[EXTRACT TO READ Boundary: Start]

“Mabul” Film Floods with Allegory

23 Mar
2012

by Elke Reva Sudin

Mabul (“The Flood”) is a coming of age film about a young boy named Yoni, on the precipice of his bar mitzvah while his family is falling apart around him. His Bar Mitzvah Torah portion, that of “Noah”, sets the stage for events that draw parallels between the biblical text and the boy’s modern home life.

Yoni constantly feels vulnerable due to his lack of physical maturity, constant bullying from bigger boys, and the lack of support and care from his family. So he sets up a for-hire business to do other kids homework to make enough money to buy protein drink mixes and bulk up in secret. This begins to take precedence over his Bar Mitzvah training, where he grows ever more distracted and distant.

His parents are wrapped up in their own problems, living lives of secrecy from one another in an attempt to keep their sanity under their own frustrated conditions. Yoni’s deadbeat dad is a pilot with a revoked flying license. He is out of work and looses himself in smoking marijuana, and fantasizing in his aviation dreams, neglecting to take care of his family. Yoni’s mother runs a daycare, she dances with the children, picks flowers, and daydreams. Secretly, she is caught up in an affair with a father of one of her students.

The family’s problems seem insurmountable enough without further complications. But then one day Tomer, a family member with mental illness, arrives in the picture. The family doesn’t know how to handle his full time care, and their own problems start to bubble to the surface under the added stress. It only gets worse when people in the community take notice and see the family hanging by a thread.

The history of the family, where these problems began, remains ambiguous for most of the film. Bits and pieces are revealed over time, dropping clues as it accentuates the narrative.

[EXTRACT TO READ Boundary: End]
[DATASET ENTRIES Boundary: Start]

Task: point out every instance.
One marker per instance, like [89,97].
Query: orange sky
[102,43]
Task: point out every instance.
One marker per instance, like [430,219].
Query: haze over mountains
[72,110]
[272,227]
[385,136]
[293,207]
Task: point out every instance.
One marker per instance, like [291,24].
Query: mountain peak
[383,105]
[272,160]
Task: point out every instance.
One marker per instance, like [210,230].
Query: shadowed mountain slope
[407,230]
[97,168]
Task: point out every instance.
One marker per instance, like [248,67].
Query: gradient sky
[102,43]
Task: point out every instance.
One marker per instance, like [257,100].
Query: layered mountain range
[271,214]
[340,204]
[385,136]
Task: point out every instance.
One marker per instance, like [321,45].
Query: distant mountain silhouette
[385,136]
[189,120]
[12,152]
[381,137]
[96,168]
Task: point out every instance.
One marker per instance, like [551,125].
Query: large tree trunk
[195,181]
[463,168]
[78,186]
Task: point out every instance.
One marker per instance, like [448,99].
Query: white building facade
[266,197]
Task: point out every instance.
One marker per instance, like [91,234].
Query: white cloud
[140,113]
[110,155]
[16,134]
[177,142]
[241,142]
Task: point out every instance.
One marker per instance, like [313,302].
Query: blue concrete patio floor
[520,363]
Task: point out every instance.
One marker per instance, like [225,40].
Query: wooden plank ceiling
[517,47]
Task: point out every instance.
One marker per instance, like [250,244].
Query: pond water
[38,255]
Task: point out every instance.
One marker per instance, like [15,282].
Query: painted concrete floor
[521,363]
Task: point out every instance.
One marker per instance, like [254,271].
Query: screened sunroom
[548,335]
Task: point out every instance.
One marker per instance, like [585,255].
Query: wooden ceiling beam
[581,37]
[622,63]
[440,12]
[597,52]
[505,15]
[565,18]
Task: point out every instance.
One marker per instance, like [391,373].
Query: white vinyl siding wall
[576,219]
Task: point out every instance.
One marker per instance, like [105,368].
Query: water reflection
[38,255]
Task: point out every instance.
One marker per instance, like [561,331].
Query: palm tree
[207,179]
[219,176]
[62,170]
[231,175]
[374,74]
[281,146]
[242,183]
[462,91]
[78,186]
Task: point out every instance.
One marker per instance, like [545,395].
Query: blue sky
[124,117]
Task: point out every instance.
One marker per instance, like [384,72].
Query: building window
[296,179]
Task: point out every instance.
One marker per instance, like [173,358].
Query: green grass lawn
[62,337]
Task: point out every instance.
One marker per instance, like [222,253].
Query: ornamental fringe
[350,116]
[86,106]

[DATASET ENTRIES Boundary: End]
[DATASET ENTRIES Boundary: Start]

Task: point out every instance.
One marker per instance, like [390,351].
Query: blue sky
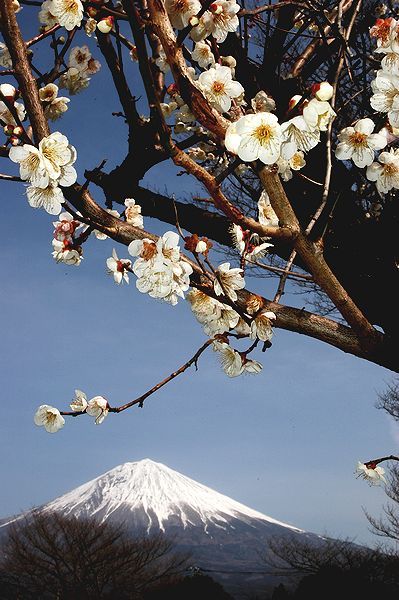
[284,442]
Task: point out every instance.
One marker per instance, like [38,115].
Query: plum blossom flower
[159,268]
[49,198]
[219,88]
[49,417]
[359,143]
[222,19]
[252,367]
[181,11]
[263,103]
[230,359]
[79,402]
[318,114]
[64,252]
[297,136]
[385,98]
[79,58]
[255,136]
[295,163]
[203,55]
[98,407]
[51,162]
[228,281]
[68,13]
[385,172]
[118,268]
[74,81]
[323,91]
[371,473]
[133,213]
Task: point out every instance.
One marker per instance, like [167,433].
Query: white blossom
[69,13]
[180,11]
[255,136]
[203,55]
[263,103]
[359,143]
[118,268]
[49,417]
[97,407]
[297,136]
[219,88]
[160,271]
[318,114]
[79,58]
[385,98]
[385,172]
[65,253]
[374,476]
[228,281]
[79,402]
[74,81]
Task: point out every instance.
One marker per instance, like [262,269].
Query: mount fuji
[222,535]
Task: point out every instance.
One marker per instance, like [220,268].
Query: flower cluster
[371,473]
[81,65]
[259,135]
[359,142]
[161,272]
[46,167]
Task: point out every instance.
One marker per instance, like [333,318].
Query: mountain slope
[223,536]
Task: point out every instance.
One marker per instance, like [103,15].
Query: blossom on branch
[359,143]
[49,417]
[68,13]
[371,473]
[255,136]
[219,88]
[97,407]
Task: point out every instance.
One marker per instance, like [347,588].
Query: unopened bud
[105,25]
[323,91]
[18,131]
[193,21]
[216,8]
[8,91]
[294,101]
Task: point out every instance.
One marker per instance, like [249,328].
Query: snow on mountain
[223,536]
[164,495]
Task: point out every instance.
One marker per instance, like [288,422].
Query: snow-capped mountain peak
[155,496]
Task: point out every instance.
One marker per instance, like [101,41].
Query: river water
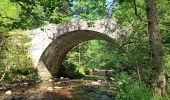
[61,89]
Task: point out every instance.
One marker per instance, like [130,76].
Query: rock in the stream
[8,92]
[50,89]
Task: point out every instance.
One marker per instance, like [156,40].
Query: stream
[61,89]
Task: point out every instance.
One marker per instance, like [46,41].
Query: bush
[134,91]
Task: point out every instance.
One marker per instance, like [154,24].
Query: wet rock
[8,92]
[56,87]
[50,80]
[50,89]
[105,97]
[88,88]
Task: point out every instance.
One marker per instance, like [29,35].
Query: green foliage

[DATASET ENTRIES Boundary: End]
[DATASET ENTRIES Boundary: Start]

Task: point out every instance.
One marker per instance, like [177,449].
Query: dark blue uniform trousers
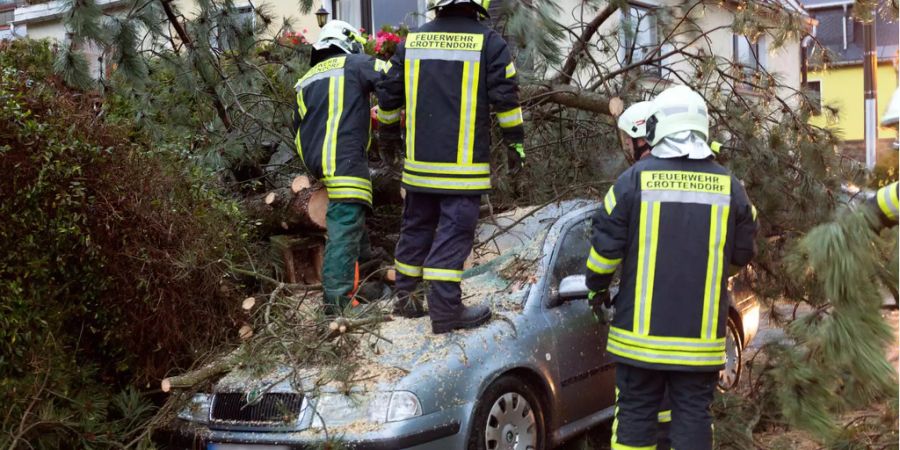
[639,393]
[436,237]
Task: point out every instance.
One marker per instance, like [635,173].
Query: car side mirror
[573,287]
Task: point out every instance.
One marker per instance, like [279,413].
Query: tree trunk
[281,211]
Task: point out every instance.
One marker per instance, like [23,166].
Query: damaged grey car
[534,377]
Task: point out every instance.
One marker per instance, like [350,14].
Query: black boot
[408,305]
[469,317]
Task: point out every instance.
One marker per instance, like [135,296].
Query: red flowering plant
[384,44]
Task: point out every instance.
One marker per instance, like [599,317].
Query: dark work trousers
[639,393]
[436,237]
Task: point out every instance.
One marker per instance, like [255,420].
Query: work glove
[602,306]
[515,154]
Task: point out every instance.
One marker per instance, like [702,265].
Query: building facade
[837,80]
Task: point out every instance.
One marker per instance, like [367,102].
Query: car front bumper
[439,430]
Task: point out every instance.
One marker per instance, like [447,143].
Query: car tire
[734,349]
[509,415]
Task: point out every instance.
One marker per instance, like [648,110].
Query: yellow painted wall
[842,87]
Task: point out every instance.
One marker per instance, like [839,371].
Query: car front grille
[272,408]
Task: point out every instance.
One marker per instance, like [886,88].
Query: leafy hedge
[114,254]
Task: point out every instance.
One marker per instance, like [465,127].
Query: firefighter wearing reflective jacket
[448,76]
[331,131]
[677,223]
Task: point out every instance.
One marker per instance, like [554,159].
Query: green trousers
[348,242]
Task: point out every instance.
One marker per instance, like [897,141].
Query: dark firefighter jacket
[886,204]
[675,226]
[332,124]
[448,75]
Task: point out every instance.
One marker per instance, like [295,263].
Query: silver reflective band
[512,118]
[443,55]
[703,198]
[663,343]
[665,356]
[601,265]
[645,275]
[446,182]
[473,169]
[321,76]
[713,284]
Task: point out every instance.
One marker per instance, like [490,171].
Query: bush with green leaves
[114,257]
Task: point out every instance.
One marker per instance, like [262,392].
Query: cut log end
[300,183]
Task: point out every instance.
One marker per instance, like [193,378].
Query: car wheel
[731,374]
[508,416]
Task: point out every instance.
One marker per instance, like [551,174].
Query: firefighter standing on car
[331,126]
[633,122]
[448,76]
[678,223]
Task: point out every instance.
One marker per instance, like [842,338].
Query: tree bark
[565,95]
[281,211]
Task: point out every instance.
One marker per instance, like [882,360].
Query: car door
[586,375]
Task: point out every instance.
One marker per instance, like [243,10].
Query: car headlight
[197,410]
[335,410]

[DATASET ENTRIES Boundary: End]

ASSIGNMENT: Reproduce the passage of the review of the film "Mabul" starting at "The family’s problems" and ending at "accentuates the narrative.".

RESULT FOR THIS EXERCISE:
The family’s problems seem insurmountable enough without further complications. But then one day Tomer, a family member with mental illness, arrives in the picture. The family doesn’t know how to handle his full time care, and their own problems start to bubble to the surface under the added stress. It only gets worse when people in the community take notice and see the family hanging by a thread.

The history of the family, where these problems began, remains ambiguous for most of the film. Bits and pieces are revealed over time, dropping clues as it accentuates the narrative.